▶ [REQUIRED WORK] Each line of the entries that contains the word "mask" adds one. Reply with the resulting number only.

Saved entries
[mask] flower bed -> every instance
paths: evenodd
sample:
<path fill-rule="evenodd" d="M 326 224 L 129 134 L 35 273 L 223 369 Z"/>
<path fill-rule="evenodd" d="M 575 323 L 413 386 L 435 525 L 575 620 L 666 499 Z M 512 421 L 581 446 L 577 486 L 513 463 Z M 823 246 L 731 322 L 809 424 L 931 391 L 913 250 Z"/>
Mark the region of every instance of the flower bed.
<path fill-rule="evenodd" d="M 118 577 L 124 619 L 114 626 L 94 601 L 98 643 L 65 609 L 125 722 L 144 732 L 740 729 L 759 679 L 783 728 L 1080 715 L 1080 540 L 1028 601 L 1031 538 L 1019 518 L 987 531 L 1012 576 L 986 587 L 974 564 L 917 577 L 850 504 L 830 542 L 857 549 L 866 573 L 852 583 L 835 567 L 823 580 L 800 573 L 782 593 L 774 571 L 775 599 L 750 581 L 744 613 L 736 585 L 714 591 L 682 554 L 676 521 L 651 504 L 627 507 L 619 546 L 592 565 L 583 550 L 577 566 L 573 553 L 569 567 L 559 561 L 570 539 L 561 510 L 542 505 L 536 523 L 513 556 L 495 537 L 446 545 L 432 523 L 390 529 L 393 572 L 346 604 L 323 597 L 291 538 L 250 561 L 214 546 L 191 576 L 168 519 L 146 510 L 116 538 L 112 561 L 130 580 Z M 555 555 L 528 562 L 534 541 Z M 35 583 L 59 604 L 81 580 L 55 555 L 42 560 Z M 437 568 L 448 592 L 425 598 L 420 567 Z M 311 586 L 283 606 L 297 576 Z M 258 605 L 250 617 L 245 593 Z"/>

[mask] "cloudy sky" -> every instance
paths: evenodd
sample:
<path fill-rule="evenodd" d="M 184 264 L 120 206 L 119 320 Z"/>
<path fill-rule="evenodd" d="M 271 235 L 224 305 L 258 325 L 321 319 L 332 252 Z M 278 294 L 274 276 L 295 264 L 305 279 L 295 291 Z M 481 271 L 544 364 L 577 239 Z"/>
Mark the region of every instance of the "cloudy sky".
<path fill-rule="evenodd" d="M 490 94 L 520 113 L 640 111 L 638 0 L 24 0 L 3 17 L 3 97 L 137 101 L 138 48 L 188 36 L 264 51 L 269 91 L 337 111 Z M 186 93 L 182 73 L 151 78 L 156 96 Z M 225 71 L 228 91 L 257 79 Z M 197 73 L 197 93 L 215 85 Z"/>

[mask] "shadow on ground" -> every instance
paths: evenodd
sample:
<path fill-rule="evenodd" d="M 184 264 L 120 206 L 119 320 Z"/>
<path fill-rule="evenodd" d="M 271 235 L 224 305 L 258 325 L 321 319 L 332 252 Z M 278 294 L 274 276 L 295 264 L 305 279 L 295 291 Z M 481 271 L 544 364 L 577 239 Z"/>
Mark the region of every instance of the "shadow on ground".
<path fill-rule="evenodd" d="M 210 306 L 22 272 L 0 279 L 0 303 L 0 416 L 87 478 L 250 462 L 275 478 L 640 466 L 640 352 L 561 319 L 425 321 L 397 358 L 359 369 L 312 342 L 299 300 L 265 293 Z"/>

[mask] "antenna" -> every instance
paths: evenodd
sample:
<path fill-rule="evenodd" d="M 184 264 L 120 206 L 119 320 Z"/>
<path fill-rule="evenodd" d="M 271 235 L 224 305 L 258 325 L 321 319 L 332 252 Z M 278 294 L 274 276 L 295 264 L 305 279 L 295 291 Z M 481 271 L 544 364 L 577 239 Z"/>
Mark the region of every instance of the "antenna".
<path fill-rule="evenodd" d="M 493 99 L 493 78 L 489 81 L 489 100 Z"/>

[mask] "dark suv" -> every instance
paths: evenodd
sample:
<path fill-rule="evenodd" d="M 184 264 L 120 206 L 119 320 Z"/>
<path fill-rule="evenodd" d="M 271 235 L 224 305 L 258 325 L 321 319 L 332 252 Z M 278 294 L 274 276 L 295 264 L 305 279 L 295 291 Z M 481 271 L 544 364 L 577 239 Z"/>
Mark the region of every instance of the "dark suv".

▶ [EXERCISE RESULT] 5